[Dataset records]
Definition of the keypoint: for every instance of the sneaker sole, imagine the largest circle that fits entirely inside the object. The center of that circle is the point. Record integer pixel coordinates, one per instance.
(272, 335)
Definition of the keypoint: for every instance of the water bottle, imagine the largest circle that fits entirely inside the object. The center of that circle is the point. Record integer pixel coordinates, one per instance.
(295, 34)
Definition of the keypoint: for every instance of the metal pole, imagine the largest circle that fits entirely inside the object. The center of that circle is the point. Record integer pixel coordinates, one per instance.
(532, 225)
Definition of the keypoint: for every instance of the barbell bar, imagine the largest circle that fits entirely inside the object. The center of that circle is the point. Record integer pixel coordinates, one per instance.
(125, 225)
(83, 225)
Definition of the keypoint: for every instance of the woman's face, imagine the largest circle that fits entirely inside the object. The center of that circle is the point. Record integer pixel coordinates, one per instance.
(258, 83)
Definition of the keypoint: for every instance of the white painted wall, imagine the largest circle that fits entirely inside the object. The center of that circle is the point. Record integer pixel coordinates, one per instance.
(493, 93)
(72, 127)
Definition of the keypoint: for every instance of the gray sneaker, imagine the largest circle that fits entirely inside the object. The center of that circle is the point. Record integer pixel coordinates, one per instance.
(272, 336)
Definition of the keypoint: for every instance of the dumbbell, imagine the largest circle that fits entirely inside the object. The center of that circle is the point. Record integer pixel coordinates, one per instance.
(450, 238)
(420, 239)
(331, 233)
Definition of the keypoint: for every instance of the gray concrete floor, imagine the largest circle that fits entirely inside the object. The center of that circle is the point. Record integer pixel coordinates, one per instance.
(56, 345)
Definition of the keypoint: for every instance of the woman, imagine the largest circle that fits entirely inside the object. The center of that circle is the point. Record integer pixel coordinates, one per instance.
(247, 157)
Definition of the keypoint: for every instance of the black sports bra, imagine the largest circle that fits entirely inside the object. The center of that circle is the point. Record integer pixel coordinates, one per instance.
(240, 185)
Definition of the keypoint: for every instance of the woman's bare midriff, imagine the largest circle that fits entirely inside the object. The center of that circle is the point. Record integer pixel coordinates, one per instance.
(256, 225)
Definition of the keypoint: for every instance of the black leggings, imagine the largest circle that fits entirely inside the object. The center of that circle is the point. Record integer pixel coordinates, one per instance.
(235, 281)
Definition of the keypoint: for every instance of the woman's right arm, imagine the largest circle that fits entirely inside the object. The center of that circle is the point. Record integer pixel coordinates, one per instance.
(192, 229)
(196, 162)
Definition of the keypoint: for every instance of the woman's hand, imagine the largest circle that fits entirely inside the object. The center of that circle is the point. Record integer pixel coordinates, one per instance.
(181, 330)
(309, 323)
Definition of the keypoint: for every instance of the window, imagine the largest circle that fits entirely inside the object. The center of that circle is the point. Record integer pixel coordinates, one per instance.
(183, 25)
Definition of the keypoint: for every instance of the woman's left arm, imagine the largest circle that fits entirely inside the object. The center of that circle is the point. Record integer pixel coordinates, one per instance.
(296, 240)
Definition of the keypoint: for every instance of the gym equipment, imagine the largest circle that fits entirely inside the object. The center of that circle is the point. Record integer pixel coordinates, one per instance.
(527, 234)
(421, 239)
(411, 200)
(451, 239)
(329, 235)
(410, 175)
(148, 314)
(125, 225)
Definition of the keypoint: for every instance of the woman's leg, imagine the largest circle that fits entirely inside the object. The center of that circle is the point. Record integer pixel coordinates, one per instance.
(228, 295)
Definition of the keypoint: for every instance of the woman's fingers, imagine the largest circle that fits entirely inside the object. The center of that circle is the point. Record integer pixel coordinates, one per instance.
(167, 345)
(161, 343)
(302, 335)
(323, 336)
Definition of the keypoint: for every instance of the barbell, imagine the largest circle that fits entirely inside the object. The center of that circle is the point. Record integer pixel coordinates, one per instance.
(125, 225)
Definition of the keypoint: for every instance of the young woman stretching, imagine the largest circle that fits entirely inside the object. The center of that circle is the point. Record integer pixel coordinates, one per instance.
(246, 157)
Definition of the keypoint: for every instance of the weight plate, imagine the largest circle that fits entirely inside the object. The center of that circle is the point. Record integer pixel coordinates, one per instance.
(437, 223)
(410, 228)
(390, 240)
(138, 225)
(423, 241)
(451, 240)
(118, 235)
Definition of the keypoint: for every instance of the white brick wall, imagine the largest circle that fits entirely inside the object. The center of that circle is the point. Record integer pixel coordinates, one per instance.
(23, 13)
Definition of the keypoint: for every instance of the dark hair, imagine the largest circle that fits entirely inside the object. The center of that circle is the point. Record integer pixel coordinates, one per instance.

TASK TO CARRY OUT >> Quote every record above exactly.

RESPONSE TO THIS EXERCISE >>
Definition of the keypoint: for every instance of the sneaker sole, imagine the largest circle that fits entirely inside the object. The center of that circle is the point. Record integer pixel coordinates, one per instance.
(272, 335)
Definition of the keypoint: for every instance of the water bottle, imagine the largest circle that fits entirely inside the object. The center of that circle is the point. Record integer pixel coordinates, one per instance.
(295, 34)
Definition of the keypoint: for every instance of the metal pole, imagine the largest circle that fits entirely inside the object. The center of that circle is the point. Record integer pixel coordinates, one per instance.
(532, 225)
Definition of the keypoint: for every instance of the barbell bar, imagine the largest circle that fits entirely inside the object. The center of that circle is the point. Record integer pixel coordinates, one per instance.
(125, 225)
(83, 225)
Definition of the keypoint: for every instance of the woman's face, imagine the largest circle that fits entirely inside the object. The center of that circle is the point. Record integer pixel coordinates, one per instance.
(258, 83)
Definition of the keypoint: for every instance of the white painted wall, imagine the largest circle that fits entirely inside the object. The center of that circle is the point. Record integer pixel coordinates, one per instance.
(493, 93)
(72, 127)
Definition of the keypoint: for every instance of the gray sneaker, imagine the largest circle that fits entirely inside the object. The center of that circle is the point. Record integer pixel coordinates, one per instance.
(272, 336)
Definition of the keypoint: for every instance of the dumbbell, imagine the largest circle that fits entirely inside the object. The center of that circle is the point. Record integer pixel coordinates, one per instance.
(450, 238)
(420, 239)
(331, 233)
Definition of the keypoint: for every instance of the gray concrete floor, imagine the largest circle that fits entirely inside the object. The center of that circle is the point. Record integer pixel coordinates, one per instance.
(56, 345)
Definition of the keypoint: for every instance of the woman, imagine the largest circle that fits entirely inside the object. The center of that circle is the point. Record integer pixel coordinates, one per instance.
(247, 157)
Definition of the keypoint: for every instance of the black sports bra, imagine the largest circle that fits entirely inside the object. The center of that circle is the point. Record integer pixel coordinates, one per instance.
(240, 185)
Definition of the keypoint: for every instance of the woman's bare midriff, imagine the largest circle that fits entirely inside the object. The center of that circle is the point. Record integer pixel coordinates, one per instance.
(256, 225)
Definition of the keypoint: for every instance of the black leggings, imagine the largest circle that fits entirely inside the object. The center of that circle is the point. Record integer pixel coordinates, one per instance.
(235, 281)
Definition of the keypoint: for every instance of the woman's right arm, imagine the largest circle that fits entirely inside the object. The center of that circle is the point. Record integer pixel coordinates, one per instance.
(192, 229)
(196, 162)
Definition of the keypoint: for every instance of the woman's hand, imagine the largest circle that fits entirely inside the object. The center of that circle is the point. Record integer pixel coordinates, one per instance.
(181, 330)
(309, 323)
Definition of the keypoint: for every instance of the window, imagine the largest circle that fits entirely inside the object. The center of that circle is the point. Record integer pixel coordinates, one per instance.
(183, 25)
Definition of the keypoint: for every instance of the woman's left arm, imagine the largest circle that fits entirely inside the object. The center of that circle is the point. Record integer pixel coordinates, one per instance.
(296, 240)
Definition of the keypoint: for every instance of the gym equipment, imagine the largest circle that fits entirely inside the object. The center of that circle is the point. Record integer pixel coordinates, one per instance.
(527, 234)
(421, 239)
(411, 200)
(451, 239)
(329, 235)
(410, 175)
(148, 314)
(125, 225)
Definition of the keypoint: for every instance of the woman's leg, imagine the largest circle that fits entirely inside the object. The center of that circle is the point. Record integer pixel coordinates, one per instance.
(228, 295)
Definition of the keypoint: for every instance of the woman's fingers, imagine the largest circle that fits entirely inside the object. The center of that circle is the point. Record integer pixel coordinates, one per instance.
(167, 345)
(161, 343)
(302, 335)
(323, 336)
Definition of the keypoint: for every instance of the barbell, imagine the largest circle that fits entirely inside the object. The center of that circle is the point. Record integer pixel coordinates, one per instance.
(125, 225)
Definition of the keypoint: for every instance of the young woman stretching, imagine the largest circle that fits entirely inside the object. The center of that circle is the point. Record integer pixel coordinates, one per instance.
(246, 157)
Definition of the keypoint: for every instance of the weight plate, imagine the largest circle that fits entirely inside the object. The center of that circle is the point. Record integer pixel coordinates, one per instance.
(437, 223)
(410, 228)
(390, 240)
(138, 225)
(423, 241)
(451, 240)
(118, 235)
Definition of the keypoint: for every instance of the white brick wall, imagine the largest circle that fits entirely inside the object. The center of that circle is the point. Record integer pixel coordinates, one per instance.
(23, 13)
Definition of the keypoint: for every instance of the dark hair, imagine the largest circle that fits entirely inside the object. The center of that circle is the point. Record integer pixel coordinates, one per instance.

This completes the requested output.